» **WHAT YOU SHOULD DO**
Express everything in the data below, from the line containing "Question. In the picture above, identify the tree branch" down to the line containing "239), (5, 91)]", both lines included, as a JSON list of strings with one string per line and blank lines omitted.

---------- DATA LINES

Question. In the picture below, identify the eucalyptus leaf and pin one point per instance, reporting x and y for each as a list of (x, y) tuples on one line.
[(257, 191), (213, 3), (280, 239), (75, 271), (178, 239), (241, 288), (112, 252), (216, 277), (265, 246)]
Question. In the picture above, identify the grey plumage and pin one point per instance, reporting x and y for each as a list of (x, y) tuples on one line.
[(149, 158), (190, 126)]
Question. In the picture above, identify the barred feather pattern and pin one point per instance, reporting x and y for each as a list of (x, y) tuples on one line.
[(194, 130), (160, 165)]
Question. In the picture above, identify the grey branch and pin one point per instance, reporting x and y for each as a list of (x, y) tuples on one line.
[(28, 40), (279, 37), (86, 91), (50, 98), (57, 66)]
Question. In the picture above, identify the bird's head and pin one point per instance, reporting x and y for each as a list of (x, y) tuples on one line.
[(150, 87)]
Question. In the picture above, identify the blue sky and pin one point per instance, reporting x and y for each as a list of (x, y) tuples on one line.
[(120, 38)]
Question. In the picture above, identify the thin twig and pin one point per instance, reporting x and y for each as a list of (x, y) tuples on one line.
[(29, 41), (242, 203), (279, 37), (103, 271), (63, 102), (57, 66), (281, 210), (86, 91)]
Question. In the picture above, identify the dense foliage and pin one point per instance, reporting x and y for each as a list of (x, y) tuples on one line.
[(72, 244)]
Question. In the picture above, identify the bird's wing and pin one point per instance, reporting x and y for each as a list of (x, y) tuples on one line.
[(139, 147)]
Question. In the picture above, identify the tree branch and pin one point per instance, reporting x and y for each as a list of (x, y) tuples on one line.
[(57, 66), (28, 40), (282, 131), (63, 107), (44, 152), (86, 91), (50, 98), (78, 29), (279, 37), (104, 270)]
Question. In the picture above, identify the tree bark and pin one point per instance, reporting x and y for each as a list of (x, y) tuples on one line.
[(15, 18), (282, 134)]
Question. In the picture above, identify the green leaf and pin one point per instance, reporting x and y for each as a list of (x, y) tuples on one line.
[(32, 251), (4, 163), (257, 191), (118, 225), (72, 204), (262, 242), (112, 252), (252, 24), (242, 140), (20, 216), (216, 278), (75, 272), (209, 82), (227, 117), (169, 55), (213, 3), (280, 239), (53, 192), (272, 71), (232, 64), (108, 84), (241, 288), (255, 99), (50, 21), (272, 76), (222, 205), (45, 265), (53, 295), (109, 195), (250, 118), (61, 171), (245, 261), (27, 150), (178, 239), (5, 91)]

--------------------
---------- DATA LINES

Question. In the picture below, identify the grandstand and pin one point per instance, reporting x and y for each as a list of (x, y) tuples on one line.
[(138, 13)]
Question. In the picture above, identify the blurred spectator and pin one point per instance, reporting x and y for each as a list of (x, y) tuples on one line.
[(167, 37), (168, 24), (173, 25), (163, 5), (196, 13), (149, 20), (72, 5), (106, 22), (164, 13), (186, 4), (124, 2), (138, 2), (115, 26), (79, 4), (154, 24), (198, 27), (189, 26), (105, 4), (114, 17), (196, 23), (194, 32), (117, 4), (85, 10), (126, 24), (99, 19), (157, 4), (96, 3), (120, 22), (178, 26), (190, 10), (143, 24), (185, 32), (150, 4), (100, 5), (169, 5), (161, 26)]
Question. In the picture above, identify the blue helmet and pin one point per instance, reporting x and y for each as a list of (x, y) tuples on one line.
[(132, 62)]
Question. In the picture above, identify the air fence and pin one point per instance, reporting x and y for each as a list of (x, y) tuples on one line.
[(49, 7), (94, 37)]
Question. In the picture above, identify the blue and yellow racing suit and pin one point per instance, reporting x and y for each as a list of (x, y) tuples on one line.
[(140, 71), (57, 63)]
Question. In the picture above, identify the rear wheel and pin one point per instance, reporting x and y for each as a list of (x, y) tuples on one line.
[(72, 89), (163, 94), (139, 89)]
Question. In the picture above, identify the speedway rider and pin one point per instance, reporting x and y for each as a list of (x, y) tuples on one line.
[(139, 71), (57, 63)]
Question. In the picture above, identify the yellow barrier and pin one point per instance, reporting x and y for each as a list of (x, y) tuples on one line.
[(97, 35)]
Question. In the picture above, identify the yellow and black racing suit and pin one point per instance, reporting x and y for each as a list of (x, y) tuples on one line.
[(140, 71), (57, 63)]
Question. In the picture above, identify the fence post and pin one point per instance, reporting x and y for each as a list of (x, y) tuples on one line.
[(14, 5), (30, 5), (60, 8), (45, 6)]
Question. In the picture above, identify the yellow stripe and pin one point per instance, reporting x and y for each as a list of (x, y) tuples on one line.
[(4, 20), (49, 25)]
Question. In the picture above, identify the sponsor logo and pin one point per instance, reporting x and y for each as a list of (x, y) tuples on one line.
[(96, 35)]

--------------------

» **WORKED ANSWER**
[
  "Question. In the picture above, identify the tree branch and pin one point per instance, reporting x and y for each as a list of (x, y) tuples on one line.",
  "[(57, 66), (28, 40), (282, 131), (63, 107), (44, 152), (86, 91), (50, 98), (78, 29), (279, 37), (104, 270)]",
  "Question. In the picture above, identify the tree bark and pin one point per instance, reporting x and y for each as a list of (x, y) tuples on one line.",
  "[(15, 18), (282, 134)]",
  "Question. In the picture above, identify the green leaf and pin one point per instance, reporting x and y for each as a list of (x, y) tuples on one line.",
  "[(32, 251), (4, 163), (257, 191), (118, 225), (72, 204), (262, 242), (112, 252), (252, 24), (242, 140), (20, 216), (216, 278), (75, 272), (209, 82), (227, 117), (169, 55), (213, 3), (280, 239), (53, 192), (272, 71), (232, 64), (108, 84), (241, 288), (255, 99), (50, 21), (272, 76), (222, 205), (45, 265), (53, 295), (109, 195), (250, 118), (61, 171), (245, 261), (27, 150), (178, 239), (5, 91)]"
]